= PROBLEM DETAILS =
Once the line with "I was told the truck" is found in the entries below, repeat it and each following line exactly, up to and including the line with "I was told the green". Add no other lines.

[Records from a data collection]
"""
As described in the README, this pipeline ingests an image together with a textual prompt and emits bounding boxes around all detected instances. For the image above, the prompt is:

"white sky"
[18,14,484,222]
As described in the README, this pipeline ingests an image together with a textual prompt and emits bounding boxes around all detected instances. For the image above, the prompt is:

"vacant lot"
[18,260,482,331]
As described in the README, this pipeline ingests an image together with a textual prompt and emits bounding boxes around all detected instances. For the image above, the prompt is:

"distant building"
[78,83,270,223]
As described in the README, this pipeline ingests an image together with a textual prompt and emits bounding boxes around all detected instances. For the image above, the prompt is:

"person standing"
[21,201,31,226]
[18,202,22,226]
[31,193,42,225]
"""
"""
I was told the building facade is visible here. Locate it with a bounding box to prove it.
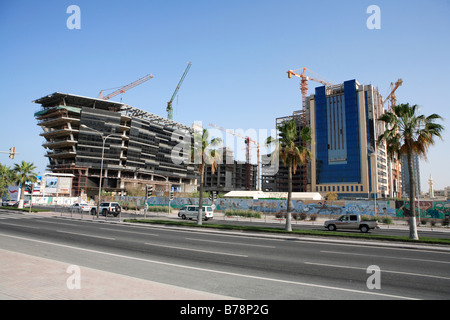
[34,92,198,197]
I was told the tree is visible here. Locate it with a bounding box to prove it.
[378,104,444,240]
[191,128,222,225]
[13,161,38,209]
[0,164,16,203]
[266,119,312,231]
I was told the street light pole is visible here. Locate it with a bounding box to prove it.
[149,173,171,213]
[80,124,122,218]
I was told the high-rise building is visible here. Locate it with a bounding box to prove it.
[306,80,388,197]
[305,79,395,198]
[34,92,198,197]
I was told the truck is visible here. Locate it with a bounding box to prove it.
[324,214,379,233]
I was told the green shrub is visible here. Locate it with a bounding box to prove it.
"""
= TASK ANSWER =
I was told the truck is visible here. Locate it with a bounding box to prove it.
[324,214,379,233]
I was told the green shrub is visible here. Locate it with a bounding box to prove it.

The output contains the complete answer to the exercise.